* What the exercise asks: Copy every line of the entries, beginning at the line that has "the man, place" and stopping after the last line of the entries, and add -139 to each number in the point coordinates.

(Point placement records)
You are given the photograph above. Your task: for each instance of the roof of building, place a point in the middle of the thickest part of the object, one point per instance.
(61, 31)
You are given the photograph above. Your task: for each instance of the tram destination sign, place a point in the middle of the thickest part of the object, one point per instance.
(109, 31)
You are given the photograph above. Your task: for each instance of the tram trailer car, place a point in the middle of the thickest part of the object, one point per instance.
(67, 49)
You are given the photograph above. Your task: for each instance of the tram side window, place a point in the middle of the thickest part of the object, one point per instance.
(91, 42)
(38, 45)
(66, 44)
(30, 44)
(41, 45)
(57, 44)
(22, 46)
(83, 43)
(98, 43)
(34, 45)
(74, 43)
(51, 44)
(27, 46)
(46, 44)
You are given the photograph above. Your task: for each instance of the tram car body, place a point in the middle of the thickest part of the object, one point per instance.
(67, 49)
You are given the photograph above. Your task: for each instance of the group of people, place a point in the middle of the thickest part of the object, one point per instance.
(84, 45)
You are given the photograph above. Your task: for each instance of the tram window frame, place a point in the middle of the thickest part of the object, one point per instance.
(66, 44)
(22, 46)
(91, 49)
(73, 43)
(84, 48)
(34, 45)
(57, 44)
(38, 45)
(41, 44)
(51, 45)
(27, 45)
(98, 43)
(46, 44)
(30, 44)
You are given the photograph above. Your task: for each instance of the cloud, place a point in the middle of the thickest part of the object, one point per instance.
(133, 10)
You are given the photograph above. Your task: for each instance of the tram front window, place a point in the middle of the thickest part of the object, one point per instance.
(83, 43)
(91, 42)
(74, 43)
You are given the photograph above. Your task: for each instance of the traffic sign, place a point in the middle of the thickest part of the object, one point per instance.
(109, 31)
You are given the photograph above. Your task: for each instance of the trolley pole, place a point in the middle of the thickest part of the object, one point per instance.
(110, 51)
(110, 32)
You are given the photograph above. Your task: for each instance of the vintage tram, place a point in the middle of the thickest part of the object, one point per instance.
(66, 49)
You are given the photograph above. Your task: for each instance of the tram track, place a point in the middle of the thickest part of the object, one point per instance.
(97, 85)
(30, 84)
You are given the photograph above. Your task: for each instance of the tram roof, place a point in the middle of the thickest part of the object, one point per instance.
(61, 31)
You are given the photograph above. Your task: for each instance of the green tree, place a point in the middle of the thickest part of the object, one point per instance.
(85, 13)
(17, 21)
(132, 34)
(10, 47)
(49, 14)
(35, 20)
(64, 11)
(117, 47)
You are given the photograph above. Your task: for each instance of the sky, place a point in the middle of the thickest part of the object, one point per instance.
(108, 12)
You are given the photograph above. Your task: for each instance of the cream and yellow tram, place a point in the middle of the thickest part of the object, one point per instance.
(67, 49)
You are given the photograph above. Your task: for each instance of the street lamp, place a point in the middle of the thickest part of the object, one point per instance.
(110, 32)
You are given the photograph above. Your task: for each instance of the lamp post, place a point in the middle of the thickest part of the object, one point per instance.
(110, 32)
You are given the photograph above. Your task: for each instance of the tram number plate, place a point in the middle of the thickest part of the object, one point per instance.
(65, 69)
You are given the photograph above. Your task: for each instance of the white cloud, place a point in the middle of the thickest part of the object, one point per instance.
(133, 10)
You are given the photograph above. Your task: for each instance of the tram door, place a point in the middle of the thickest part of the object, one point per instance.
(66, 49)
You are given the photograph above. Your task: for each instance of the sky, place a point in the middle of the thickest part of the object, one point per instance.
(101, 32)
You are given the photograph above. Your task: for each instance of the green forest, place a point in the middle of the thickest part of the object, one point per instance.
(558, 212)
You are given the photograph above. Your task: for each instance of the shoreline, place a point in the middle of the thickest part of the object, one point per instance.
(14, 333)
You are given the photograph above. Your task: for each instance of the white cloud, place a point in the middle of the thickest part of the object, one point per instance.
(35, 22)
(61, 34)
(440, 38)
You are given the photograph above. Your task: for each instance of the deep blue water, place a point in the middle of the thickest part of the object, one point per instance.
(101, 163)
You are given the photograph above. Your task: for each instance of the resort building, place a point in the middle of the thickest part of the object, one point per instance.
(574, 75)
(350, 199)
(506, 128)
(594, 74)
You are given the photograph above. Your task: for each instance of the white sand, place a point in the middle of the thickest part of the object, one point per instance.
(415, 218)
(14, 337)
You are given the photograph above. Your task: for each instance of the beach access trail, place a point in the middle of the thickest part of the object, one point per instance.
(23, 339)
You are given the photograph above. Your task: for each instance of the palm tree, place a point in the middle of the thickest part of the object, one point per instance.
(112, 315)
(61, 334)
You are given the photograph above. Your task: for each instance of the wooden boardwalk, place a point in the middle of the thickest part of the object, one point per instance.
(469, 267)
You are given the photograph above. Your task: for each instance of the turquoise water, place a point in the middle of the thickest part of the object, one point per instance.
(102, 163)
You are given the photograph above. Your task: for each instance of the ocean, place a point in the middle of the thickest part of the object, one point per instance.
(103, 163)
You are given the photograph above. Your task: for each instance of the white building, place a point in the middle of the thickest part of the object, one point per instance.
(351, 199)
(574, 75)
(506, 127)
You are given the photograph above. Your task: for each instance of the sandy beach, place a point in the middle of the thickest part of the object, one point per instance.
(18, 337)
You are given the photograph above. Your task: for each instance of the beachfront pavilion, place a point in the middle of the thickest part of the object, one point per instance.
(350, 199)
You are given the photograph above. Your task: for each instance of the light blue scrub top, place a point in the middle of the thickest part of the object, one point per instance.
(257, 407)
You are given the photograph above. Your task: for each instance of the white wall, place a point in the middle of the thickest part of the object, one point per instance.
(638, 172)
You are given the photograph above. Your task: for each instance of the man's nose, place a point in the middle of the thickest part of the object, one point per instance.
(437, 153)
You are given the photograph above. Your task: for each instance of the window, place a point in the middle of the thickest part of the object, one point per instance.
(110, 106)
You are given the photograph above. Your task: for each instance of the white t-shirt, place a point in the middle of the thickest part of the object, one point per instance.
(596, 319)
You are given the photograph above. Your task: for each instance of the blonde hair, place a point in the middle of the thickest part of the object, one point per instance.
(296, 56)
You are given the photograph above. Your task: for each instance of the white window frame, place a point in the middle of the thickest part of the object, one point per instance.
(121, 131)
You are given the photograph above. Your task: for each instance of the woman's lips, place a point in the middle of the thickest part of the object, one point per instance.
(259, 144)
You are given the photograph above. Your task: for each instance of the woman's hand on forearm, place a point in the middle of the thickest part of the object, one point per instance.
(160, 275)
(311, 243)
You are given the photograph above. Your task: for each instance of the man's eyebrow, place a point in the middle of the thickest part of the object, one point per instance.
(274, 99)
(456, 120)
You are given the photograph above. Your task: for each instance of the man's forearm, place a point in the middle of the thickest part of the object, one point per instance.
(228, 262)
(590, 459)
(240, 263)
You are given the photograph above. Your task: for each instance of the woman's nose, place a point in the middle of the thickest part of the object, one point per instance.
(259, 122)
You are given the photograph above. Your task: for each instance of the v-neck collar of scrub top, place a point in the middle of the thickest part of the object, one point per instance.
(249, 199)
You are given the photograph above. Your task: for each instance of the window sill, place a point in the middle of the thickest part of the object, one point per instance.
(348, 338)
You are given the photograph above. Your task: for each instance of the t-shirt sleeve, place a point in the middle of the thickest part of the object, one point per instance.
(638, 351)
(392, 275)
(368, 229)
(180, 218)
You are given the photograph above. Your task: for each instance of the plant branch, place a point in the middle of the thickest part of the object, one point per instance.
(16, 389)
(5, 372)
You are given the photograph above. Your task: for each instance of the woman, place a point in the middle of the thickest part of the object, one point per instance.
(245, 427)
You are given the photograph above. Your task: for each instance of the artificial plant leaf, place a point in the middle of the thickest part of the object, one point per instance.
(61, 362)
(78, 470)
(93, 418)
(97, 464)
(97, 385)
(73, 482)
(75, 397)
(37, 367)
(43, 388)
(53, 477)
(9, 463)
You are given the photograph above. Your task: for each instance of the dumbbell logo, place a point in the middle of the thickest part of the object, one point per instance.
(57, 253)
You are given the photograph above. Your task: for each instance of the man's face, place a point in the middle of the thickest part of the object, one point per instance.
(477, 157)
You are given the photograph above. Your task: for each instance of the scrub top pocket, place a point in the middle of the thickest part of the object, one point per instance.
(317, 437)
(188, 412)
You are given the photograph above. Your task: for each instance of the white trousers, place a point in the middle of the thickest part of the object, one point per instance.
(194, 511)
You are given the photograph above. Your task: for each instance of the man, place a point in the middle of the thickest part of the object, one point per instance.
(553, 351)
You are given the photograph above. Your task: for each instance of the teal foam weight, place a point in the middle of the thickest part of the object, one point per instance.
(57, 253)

* Task solution:
You are given the photograph above. Your task: for each instance of the man, place a point in the middle of the thickest part of the object, one point per instance.
(414, 212)
You are given the photograph above. Your task: for each instance of the teal foam weight, place a point in the middle of the thickest part of the object, one point per instance.
(-82, 114)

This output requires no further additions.